**Source document**.
##########
As if retirement planning weren't difficult enough, things get even more complicated when you factor in the cost of health care.
"Health care is one of the most underemphasized things in retirement," said certified financial planner Brian Fenstermaker, founder of Envision Financial Consulting.
Even Fenstermaker's high-net-worth clients worry. "A lot of my clients have millions of dollars in savings, but they are still concerned about health care," he said.
There's good reason. According to Fidelity Investments, the average 65-year-old couple retiring this year are likely to spend $245,000 on medical care not covered by Medicare — 29 percent more than they did 10 years ago. That figure doesn't include long-term care, which can run as high as $200,000 a year for a private room in a nursing home.
The data from the Employee Benefits Research Institute are even grimmer. A 65-year-old couple who would like a 90 percent chance of having enough money for lifetime health care should set aside $392,000.
Health-related costs are rising by twice the rate of overall inflation. The Centers for Medicare and Medicaid project that health spending will grow almost 6 percent a year through 2024.
Of course, not everyone is "average," said Carolyn McClanahan, a financial advisor who was once a physician.
"If you don't [show] the propensity to want to go to the doctor every time you have a cold, your numbers aren't going to be that high," she said.
To understand how much you'll be paying for health, you need to factor in your own health history, family history and how you use the health-care system, McClanahan said.
A healthy lifestyle, or lack of one, counts for a lot, said McClanahan, founder of Life Planning Partners. People who don't smoke, keep their weight down, exercise and eat well have fewer health issues and, therefore, fewer health-related expenses. On the other hand, people with diabetes have twice the medical expenses that people who don't, according to a research study featured in the journal Diabetes Care.
But Paul Fronstin, director of health research with EBRI, notes that healthy people may incur higher lifetime costs simply because they have more years in which to visit doctors and get treatments.
"[Longevity] is good, but it comes with a price tag," he said.
How you use health care also matters. "What happens in our health system is that doctors offer you all these options, but they don't tell you which of the options are useful," McClanahan of Life Planning Partners said. "It's really the doctor's responsibility to tell you which ones are useful, but they don't, so the patient has to [find out]."
Insurance company Nationwide offers a health-assessment tool for advisors to use with their clients to help put a more personalized number on health-care expenses. The firm estimates that seven in 10 people can't correctly estimate retirement health-care costs.
While Medicare forms the backbone of almost every retiree's health plan, it is by no means comprehensive. Medicare covers hospital stays through Part A. But it only picks up 80 percent of the tab for doctor's visits with Part B, without a maximum out-of-pocket per year.
##########
**Given information**.
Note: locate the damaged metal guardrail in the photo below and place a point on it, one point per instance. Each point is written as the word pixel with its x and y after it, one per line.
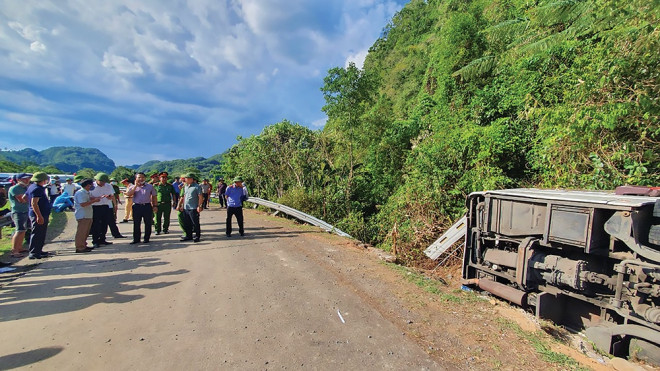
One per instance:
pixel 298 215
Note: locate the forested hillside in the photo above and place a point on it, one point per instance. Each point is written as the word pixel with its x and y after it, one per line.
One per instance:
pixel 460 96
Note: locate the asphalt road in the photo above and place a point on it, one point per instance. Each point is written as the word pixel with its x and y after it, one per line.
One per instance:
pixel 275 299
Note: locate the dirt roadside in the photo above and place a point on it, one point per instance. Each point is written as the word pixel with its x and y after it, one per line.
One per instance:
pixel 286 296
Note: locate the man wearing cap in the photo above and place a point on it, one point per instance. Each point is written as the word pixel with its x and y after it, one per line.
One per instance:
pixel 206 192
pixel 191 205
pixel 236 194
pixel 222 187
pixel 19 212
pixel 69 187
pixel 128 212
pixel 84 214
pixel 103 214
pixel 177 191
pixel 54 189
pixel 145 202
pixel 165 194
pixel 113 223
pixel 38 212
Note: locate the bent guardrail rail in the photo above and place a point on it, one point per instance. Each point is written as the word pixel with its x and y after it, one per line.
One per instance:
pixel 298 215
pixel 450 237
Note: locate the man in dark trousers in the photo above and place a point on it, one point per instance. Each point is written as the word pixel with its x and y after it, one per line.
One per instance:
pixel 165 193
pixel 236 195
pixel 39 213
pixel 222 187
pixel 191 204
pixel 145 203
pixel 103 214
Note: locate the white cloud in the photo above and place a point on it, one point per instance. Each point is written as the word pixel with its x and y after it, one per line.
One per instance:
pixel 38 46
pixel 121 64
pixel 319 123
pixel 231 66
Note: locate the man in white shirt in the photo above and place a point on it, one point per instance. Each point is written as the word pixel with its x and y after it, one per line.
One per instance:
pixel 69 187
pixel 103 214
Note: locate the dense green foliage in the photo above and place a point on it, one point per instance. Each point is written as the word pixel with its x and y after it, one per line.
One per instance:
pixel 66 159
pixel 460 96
##########
**Task instructions**.
**A.** According to the article on retirement health-care costs, why might healthy people end up paying more for health care over their lifetimes? Answer in one to three sentences.
**B.** Answer each question from the article on retirement health-care costs:
(i) According to Fidelity Investments, how much is the average 65-year-old couple retiring this year likely to spend on medical care not covered by Medicare?
(ii) How fast do the Centers for Medicare and Medicaid project health spending will grow, and through what year?
(iii) How many people does Nationwide estimate can't correctly estimate retirement health-care costs?
**C.** Reproduce word for word the part of the article on retirement health-care costs that opens with the words containing "To understand how" and closes with "system, McClanahan said.".

**Outputs in order**.
**A.** Healthy people may live longer, so they have more years in which to visit doctors and get treatments. Longevity is good, but it comes with a price tag.

**B.**
(i) $245,000
(ii) Almost 6 percent a year, through 2024
(iii) Seven in 10

**C.**
To understand how much you'll be paying for health, you need to factor in your own health history, family history and how you use the health-care system, McClanahan said.